Por Gabriel Papaléo
“Long live the new flesh.”
Max Renn, vivido por James Woods em Videodrome (1983, dir. David Cronenberg).
Onde exatamente experimentamos algo “real”? Qual o paradigma que lhe é concedido para explorar essa realidade? Para John Frankenheimer, a virtualidade faz parte (se não é o motor) da experiência real, e em O Segundo Rosto o diretor coloca o protagonista Arthur Hamilton para questionar a natureza visual do real, o que significa sua liberdade, ou como concilia desejos distintos, pulsões discrepantes, tempos e gerações opostos nas aspirações de destruição um do outro.

_Dados fornecidos_:
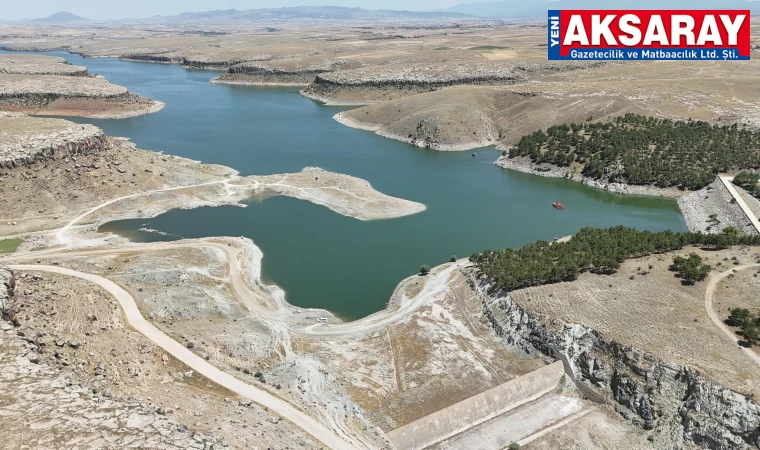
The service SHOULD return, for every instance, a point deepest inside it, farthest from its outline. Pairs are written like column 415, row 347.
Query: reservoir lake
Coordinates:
column 322, row 259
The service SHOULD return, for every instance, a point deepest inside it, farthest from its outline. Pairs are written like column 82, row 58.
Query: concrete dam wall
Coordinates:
column 460, row 416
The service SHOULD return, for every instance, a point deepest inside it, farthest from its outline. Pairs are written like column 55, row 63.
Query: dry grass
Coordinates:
column 417, row 366
column 655, row 313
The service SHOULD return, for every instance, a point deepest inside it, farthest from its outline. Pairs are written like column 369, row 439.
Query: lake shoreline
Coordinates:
column 524, row 164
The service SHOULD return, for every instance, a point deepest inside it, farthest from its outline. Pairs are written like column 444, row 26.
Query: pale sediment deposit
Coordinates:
column 524, row 164
column 24, row 140
column 45, row 87
column 293, row 72
column 39, row 65
column 683, row 380
column 427, row 131
column 711, row 209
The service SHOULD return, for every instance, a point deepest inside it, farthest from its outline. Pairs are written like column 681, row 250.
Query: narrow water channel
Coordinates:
column 322, row 259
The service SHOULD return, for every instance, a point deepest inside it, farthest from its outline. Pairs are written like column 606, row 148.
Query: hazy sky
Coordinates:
column 110, row 9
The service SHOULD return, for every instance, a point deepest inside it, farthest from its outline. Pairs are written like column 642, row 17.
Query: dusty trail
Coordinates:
column 138, row 322
column 714, row 317
column 265, row 302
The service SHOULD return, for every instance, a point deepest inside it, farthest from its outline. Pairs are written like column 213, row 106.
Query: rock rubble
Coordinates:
column 24, row 140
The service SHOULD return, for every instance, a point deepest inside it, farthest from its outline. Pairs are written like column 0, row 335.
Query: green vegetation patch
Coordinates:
column 591, row 250
column 691, row 269
column 642, row 150
column 748, row 322
column 9, row 245
column 748, row 181
column 488, row 47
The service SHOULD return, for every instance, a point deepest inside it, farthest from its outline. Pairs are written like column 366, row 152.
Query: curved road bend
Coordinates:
column 711, row 312
column 195, row 362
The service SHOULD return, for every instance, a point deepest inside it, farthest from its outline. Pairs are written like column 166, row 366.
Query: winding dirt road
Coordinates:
column 195, row 362
column 714, row 317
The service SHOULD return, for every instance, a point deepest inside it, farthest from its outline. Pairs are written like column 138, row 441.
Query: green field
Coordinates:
column 10, row 245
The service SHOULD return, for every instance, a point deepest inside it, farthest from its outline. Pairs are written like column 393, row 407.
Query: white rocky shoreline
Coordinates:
column 344, row 119
column 524, row 164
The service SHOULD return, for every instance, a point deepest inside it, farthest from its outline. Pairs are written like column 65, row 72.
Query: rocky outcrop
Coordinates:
column 153, row 57
column 713, row 208
column 300, row 71
column 676, row 403
column 15, row 85
column 524, row 164
column 24, row 140
column 59, row 410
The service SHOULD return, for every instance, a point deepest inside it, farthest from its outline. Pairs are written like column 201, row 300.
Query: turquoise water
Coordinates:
column 322, row 259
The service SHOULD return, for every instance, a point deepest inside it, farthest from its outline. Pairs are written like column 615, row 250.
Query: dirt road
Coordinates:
column 714, row 317
column 195, row 362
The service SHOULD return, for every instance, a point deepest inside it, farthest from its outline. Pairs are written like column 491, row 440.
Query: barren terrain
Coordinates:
column 440, row 341
column 48, row 85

_O que fazer_: Reproduza sem alterações o trecho do texto sobre O Segundo Rosto que vai de "Por Gabriel Papaléo" até "um do outro.". Baseie-se apenas no texto, sem recorrer à listagem.

_Resposta_:
Por Gabriel Papaléo
“Long live the new flesh.”
Max Renn, vivido por James Woods em Videodrome (1983, dir. David Cronenberg).
Onde exatamente experimentamos algo “real”? Qual o paradigma que lhe é concedido para explorar essa realidade? Para John Frankenheimer, a virtualidade faz parte (se não é o motor) da experiência real, e em O Segundo Rosto o diretor coloca o protagonista Arthur Hamilton para questionar a natureza visual do real, o que significa sua liberdade, ou como concilia desejos distintos, pulsões discrepantes, tempos e gerações opostos nas aspirações de destruição um do outro.